DIRECTIONS -
Pick out every line in the listing below that contains the word "background", and copy each one as it appears.

EXTRACTED DATA -
* begin *
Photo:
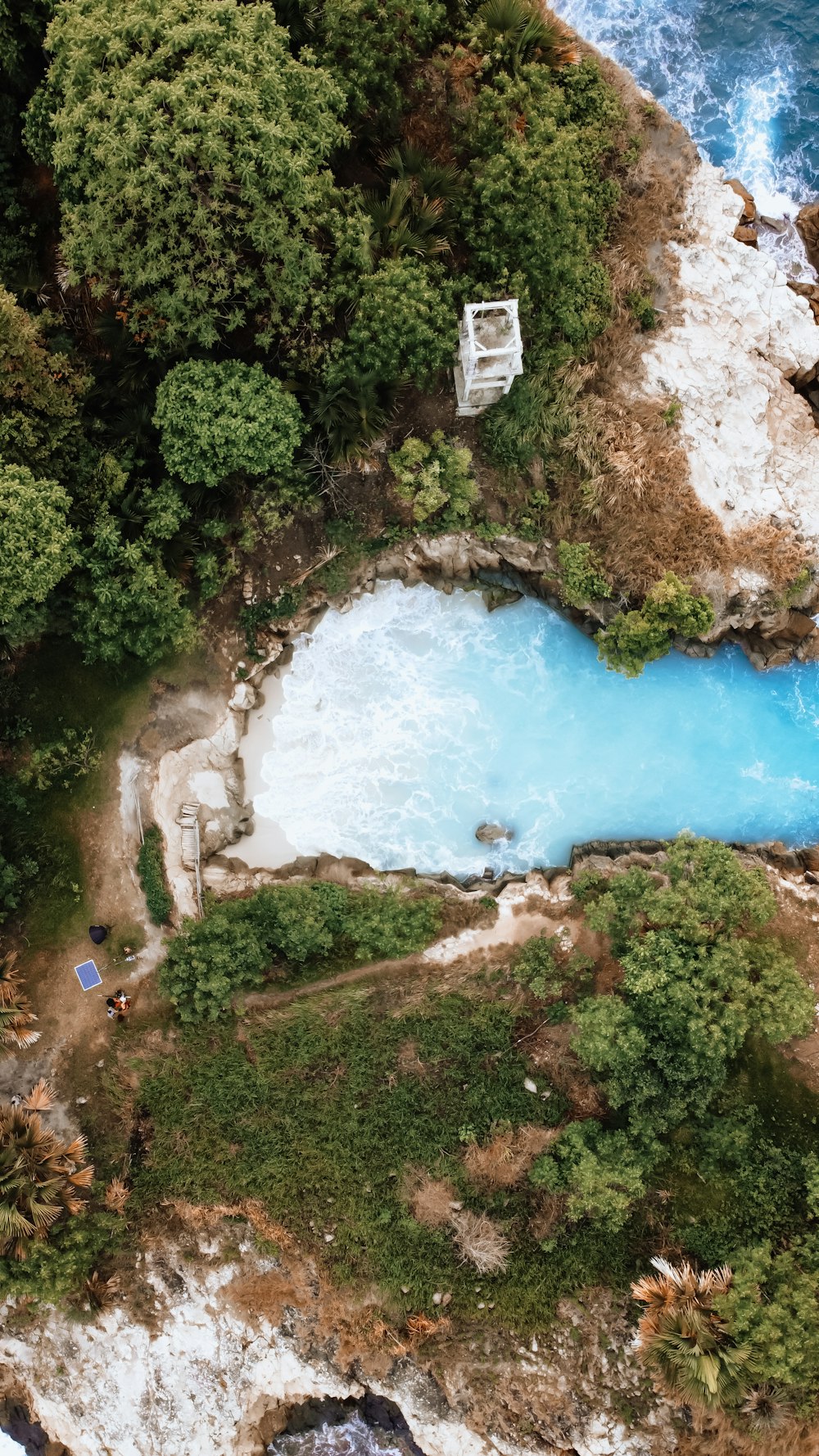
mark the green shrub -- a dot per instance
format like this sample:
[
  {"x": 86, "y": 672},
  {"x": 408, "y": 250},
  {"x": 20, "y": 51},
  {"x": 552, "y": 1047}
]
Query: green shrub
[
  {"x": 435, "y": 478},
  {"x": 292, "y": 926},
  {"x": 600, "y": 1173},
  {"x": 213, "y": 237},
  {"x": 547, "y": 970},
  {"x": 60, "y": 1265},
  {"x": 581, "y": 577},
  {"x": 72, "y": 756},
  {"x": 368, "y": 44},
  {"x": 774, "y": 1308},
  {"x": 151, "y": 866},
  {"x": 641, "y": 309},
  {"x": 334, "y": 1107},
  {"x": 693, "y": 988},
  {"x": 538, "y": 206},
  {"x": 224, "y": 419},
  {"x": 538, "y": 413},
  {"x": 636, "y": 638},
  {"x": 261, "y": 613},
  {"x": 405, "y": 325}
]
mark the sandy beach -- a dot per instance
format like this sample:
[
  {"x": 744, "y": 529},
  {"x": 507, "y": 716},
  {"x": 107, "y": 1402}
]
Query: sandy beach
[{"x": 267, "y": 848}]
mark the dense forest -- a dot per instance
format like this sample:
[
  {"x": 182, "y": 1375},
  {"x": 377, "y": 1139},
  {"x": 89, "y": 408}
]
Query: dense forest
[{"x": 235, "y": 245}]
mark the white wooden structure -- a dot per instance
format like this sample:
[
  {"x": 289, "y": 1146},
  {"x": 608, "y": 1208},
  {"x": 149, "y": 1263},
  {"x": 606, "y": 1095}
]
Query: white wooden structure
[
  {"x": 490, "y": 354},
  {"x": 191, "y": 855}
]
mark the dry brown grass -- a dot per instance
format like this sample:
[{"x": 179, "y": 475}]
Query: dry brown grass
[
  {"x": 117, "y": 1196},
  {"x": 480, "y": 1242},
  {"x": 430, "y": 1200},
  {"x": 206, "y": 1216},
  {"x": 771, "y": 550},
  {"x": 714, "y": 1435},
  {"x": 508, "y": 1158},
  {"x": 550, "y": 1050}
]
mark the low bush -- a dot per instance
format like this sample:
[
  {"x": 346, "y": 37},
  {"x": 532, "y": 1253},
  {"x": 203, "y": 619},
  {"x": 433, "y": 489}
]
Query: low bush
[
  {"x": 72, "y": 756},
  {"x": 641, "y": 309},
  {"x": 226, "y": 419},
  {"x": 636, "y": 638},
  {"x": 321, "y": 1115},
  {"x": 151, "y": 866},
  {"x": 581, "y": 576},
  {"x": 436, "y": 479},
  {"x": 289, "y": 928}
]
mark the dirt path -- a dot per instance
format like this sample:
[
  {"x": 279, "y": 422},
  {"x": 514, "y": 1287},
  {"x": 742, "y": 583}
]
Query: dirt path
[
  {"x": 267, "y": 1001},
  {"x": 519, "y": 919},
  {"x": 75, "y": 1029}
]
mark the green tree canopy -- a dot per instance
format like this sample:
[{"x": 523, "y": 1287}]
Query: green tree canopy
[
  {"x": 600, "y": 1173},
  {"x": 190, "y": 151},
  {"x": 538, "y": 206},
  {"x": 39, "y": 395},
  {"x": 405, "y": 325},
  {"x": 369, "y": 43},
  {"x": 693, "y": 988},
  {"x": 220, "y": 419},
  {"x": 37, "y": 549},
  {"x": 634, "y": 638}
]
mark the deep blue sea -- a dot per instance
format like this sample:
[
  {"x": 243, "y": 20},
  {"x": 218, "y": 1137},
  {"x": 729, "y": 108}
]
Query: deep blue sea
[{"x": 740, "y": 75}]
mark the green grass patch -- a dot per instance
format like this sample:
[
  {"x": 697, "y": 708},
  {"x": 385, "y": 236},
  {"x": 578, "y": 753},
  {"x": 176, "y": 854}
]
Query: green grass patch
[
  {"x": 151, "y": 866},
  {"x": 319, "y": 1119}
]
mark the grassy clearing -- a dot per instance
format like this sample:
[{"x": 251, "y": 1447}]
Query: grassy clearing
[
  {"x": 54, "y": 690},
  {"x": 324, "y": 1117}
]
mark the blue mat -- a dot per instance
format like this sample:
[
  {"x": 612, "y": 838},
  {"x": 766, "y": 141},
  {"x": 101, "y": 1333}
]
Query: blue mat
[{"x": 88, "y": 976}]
* end *
* begin *
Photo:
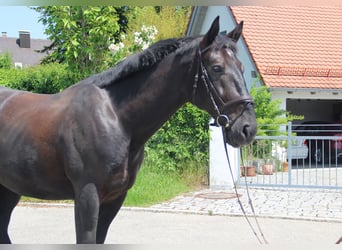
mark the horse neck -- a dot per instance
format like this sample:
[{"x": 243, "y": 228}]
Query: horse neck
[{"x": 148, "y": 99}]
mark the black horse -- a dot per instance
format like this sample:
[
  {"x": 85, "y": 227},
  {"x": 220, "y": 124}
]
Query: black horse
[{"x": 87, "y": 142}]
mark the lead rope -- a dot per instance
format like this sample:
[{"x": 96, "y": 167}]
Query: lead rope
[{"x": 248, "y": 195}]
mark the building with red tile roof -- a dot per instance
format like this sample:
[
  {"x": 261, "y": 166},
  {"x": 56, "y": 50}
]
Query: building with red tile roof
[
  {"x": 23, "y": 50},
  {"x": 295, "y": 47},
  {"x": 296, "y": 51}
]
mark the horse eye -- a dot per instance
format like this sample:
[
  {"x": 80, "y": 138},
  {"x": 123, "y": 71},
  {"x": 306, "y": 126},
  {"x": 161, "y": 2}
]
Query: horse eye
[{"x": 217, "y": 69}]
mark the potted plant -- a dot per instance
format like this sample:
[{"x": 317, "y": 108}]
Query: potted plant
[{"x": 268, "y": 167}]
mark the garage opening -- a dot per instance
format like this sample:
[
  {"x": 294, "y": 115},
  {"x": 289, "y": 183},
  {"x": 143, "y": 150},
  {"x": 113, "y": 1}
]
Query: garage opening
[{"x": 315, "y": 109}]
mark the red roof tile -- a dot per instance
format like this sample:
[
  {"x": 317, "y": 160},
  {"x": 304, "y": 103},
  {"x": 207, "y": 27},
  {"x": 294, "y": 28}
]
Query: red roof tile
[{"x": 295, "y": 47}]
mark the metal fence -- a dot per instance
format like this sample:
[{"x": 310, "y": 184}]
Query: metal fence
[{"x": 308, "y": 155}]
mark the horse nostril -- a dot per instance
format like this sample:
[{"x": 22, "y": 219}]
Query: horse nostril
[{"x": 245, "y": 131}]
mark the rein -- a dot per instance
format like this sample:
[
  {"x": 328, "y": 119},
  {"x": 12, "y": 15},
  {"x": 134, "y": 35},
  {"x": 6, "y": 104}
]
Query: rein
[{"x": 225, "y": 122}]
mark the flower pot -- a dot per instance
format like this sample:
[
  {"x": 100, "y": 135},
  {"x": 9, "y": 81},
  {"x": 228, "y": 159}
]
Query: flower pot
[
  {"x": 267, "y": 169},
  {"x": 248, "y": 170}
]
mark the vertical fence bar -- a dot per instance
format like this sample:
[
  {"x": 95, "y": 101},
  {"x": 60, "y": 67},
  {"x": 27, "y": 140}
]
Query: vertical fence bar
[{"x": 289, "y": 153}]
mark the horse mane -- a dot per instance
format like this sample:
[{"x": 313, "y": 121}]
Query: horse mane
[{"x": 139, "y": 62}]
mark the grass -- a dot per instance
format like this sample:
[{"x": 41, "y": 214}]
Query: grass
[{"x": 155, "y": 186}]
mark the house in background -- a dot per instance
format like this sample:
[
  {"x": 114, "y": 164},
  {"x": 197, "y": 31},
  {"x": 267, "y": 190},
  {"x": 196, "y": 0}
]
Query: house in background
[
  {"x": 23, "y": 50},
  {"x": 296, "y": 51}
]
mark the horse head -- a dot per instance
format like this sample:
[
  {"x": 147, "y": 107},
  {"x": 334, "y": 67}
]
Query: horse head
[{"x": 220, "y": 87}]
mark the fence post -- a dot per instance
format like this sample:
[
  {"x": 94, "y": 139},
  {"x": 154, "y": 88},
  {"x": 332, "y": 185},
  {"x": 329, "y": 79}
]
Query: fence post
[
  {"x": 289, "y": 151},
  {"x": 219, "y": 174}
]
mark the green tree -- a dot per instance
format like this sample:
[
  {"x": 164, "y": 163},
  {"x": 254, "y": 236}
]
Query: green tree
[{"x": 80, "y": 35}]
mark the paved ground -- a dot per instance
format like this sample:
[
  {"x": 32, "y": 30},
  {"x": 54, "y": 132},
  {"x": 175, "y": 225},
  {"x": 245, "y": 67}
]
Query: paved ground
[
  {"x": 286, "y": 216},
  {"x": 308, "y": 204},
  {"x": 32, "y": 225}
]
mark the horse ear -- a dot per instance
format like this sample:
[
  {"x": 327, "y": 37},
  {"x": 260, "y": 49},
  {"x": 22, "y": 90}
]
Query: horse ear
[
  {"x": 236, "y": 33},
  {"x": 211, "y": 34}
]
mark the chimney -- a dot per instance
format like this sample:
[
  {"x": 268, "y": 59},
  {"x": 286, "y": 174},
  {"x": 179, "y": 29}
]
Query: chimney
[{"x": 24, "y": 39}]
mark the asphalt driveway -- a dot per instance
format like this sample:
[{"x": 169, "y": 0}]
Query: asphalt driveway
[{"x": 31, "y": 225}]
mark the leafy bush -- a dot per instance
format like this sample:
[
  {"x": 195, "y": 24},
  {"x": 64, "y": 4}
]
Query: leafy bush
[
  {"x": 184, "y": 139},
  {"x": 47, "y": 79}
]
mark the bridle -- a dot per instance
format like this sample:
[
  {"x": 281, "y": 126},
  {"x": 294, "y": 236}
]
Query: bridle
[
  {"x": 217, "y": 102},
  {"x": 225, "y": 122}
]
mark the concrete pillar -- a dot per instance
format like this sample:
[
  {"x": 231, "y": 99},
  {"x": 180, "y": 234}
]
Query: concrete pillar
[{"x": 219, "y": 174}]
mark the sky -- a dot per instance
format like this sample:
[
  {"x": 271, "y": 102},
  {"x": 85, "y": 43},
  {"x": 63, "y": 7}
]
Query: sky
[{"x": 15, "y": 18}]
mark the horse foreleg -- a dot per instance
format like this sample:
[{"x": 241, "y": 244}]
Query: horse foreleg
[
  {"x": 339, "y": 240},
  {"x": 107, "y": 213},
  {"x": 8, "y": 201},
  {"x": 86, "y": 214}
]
* end *
RESULT OF THE TASK -
mark the house in background -- a dot per instance
Query: house in background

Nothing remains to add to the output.